“Come Gelindo davanti al Mistero”
Il primo presepe rimasto tra i ricordi della mia remota fanciullezza, conserva luci e colori ritrovati più volte nella geografia delle valli del nostro Piemonte, con paesaggi suggestivi da sembrare un presepe. I piccoli villaggi sono sparsi sul verde muschio attraversato dalle stradine bianche, che portano alla grotta scavata nel monte. In quella direzione guardano i pastori, circondati dai loro greggi e i tanti personaggi creati dalla fantasia francescana.
Sull’orizzonte sembrano arrivare, ultimi, anche i Magi, guidati da una cometa nota come la “stella”.
Uno dei pastori, in cammino verso la grotta, ha un nome: è il Gelindo, con l’agnello sulle spalle, con l’inseparabile cornamusa e con la mano sulla fronte… per vedere meglio la luce della grotta? O forse, per non esserne abbagliato? Non lo so. Per me il Gelindo è l’uomo che guarda con intensità verso la grotta del Mistero. La mano, a tetto sulla fronte era il gesto che distingueva il personaggio e suggeriva ai bimbi la domanda: chi è questo, con la mano sulla fronte, che scruta l’orizzonte? “E’ il Gelindo”, rispondeva la mamma o il papà che accompagnavano i figli davanti al presepe, in chiesa o in un angolo della casa, per raccontare la storia del Bimbo che ha segnato la vicenda del mondo.
E’ il Gelindo. Nel presepe di Francesco d’Assisi, il personaggio non era conosciuto; fu creato dalla fantasia piemontese, datato con la sua storia nel 1788 nel Monferrato o nell’Alessandrino. Ma il personaggio con la mano sulla fronte per guardare la luce era noto come “Gelindu”. La gente lo chiamava così.
Ma forse, non è solo un personaggio il Gelindo uscito dalla fantasia piemontese. E’ il simbolo di un uomo nostalgico di luce, che guarda verso la grotta.
#####
Consegna 1
Puoi disporre in un elenco numerato, senza righe vuote, la parte delle voci che si apre con la riga contenente "Accessibility service: describe the location of black" e si chiude con quella contenente "406,268 -> 431,320", estremi inclusi?
#####
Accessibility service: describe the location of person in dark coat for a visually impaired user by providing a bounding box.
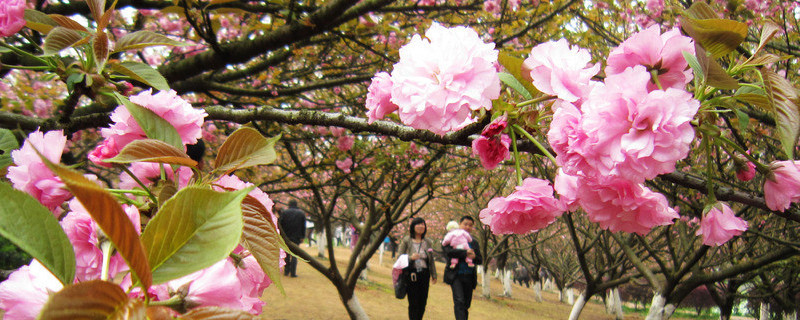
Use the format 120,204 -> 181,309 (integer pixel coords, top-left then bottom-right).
278,200 -> 306,277
442,216 -> 483,320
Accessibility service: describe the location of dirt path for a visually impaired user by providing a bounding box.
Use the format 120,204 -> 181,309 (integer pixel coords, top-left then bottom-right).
263,248 -> 642,320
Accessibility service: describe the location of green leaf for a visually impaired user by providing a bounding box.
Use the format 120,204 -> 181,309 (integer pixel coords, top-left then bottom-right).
114,30 -> 187,52
0,181 -> 75,286
759,68 -> 800,158
142,186 -> 252,284
0,129 -> 19,170
105,139 -> 197,167
242,195 -> 291,292
498,52 -> 539,97
38,280 -> 133,320
114,92 -> 183,149
40,156 -> 152,291
499,72 -> 533,100
214,127 -> 281,172
681,17 -> 747,59
25,9 -> 58,34
110,61 -> 169,91
43,27 -> 84,56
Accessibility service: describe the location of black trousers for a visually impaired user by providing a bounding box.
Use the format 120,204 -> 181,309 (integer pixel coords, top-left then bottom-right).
450,274 -> 476,320
406,268 -> 431,320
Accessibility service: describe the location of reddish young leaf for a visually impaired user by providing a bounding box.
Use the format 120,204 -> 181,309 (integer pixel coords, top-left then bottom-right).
39,280 -> 130,320
40,155 -> 153,290
105,139 -> 197,168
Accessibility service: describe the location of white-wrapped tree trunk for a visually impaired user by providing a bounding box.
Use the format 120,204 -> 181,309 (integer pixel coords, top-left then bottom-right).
569,290 -> 586,320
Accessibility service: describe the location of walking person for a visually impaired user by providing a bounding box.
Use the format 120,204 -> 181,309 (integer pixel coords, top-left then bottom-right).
442,216 -> 483,320
278,199 -> 306,278
398,218 -> 437,320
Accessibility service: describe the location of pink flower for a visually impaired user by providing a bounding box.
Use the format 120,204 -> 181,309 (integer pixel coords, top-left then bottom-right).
581,66 -> 700,183
472,134 -> 511,170
366,72 -> 397,124
736,161 -> 756,181
481,116 -> 508,138
93,89 -> 207,161
480,178 -> 565,234
523,39 -> 600,103
578,178 -> 680,234
553,168 -> 580,211
7,130 -> 72,211
119,162 -> 194,189
697,202 -> 747,246
61,199 -> 141,281
0,260 -> 64,320
605,25 -> 694,90
336,157 -> 353,173
391,23 -> 500,135
764,161 -> 800,212
336,135 -> 356,152
0,0 -> 25,37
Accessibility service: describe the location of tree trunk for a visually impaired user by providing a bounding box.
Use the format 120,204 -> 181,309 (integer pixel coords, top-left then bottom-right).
317,229 -> 326,258
533,281 -> 542,302
569,293 -> 586,320
344,294 -> 369,320
476,266 -> 492,298
503,269 -> 512,297
645,292 -> 667,320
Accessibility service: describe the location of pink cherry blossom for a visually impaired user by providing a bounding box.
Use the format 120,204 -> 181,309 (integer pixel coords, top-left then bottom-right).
366,72 -> 397,123
336,157 -> 353,173
605,25 -> 694,90
578,178 -> 680,234
553,168 -> 580,211
0,0 -> 25,37
61,199 -> 141,281
523,39 -> 600,103
93,89 -> 207,165
119,162 -> 194,189
697,202 -> 747,246
581,66 -> 700,183
480,178 -> 565,234
391,23 -> 500,135
481,115 -> 508,138
7,130 -> 72,214
764,161 -> 800,212
336,135 -> 356,152
0,260 -> 64,320
472,134 -> 511,170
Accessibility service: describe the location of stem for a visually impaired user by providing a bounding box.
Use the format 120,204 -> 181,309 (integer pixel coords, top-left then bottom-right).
516,96 -> 558,108
511,130 -> 522,186
100,240 -> 112,281
512,124 -> 556,165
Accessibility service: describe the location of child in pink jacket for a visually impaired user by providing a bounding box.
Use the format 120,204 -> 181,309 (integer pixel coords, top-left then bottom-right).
442,221 -> 475,268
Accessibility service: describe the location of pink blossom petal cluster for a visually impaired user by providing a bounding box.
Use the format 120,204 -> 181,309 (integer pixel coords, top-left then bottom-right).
480,178 -> 565,234
578,178 -> 680,234
61,199 -> 141,281
605,25 -> 695,90
119,162 -> 194,189
764,161 -> 800,212
0,0 -> 25,37
93,89 -> 207,163
697,202 -> 747,246
365,72 -> 397,124
370,23 -> 500,135
6,130 -> 72,213
523,39 -> 600,103
0,260 -> 64,320
472,133 -> 511,170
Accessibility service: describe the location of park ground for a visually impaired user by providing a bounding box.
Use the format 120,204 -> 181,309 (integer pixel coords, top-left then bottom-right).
262,245 -> 752,320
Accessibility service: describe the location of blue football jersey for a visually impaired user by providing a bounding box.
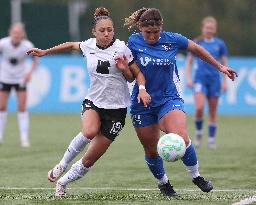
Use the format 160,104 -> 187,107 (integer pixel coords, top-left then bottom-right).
195,37 -> 228,79
128,32 -> 188,107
#####
Consegna 2
Puoi riscrivere il passo del testo su Gelindo che si apre con le parole "E’ il Gelindo." e si chiude con "verso la grotta.", mettendo "tradizione piemontese" al posto di "fantasia piemontese"?

Risposta corretta 1
1. Accessibility service: describe the location of black trousers for a visually impaired user by providing a bounding box.
2. Use the format 120,204 -> 181,309 (integer pixel coords, top-left then bottom-right).
3. 450,274 -> 476,320
4. 406,268 -> 431,320

Risposta corretta 2
E’ il Gelindo. Nel presepe di Francesco d’Assisi, il personaggio non era conosciuto; fu creato dalla tradizione piemontese, datato con la sua storia nel 1788 nel Monferrato o nell’Alessandrino. Ma il personaggio con la mano sulla fronte per guardare la luce era noto come “Gelindu”. La gente lo chiamava così.
Ma forse, non è solo un personaggio il Gelindo uscito dalla tradizione piemontese. E’ il simbolo di un uomo nostalgico di luce, che guarda verso la grotta.